> **Exercise input**:
□ □ □ □

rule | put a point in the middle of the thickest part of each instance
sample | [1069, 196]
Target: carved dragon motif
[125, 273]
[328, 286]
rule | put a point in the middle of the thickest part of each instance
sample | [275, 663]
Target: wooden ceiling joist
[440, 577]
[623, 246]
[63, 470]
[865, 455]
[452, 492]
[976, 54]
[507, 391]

□ □ □ □

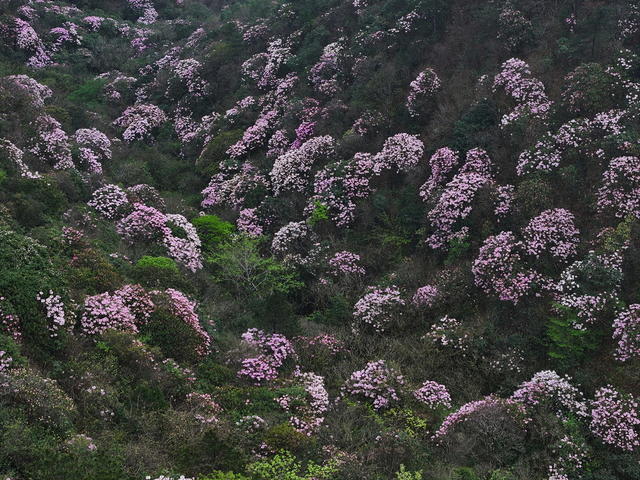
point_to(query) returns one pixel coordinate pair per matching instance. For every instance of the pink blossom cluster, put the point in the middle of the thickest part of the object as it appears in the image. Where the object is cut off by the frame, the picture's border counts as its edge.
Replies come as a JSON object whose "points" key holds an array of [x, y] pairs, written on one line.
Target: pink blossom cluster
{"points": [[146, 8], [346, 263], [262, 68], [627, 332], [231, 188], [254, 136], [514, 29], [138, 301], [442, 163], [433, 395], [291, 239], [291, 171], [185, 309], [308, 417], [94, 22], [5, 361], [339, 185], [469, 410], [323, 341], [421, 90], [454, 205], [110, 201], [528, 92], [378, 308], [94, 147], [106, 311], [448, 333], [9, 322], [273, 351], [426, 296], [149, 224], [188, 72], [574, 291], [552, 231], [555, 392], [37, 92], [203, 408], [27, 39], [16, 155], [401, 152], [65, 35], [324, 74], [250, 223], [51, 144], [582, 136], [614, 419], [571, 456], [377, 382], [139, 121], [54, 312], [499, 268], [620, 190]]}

□ □ □ □

> **Activity**:
Once you find the line with "point_to(query) returns one" in the entries above, output it and each line after it up to and including the line with "Replies come as", and nothing else.

> **Expected answer**:
point_to(query) returns one pixel coordinate pair per matching instance. For every instance of the pink blossom cluster, put the point in the middle of the thickest part of the object as it appears in the image. Where the object is cut off by the frame, the picture's border counts as its edge.
Replies come as a JSON object whose "points" key holds an array of [x, y] pairs, written on one line.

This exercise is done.